» **Supplied information**
....
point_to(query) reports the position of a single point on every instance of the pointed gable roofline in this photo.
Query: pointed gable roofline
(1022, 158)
....
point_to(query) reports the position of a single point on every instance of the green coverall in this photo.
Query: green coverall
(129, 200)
....
Where does the word "single" appear in the records? Copy every line that holds it.

point_to(query) reports the position of a single point on every instance of the pointed gable roofline in this photo.
point_to(query) reports the position of a single point on every instance of the green coverall in this photo.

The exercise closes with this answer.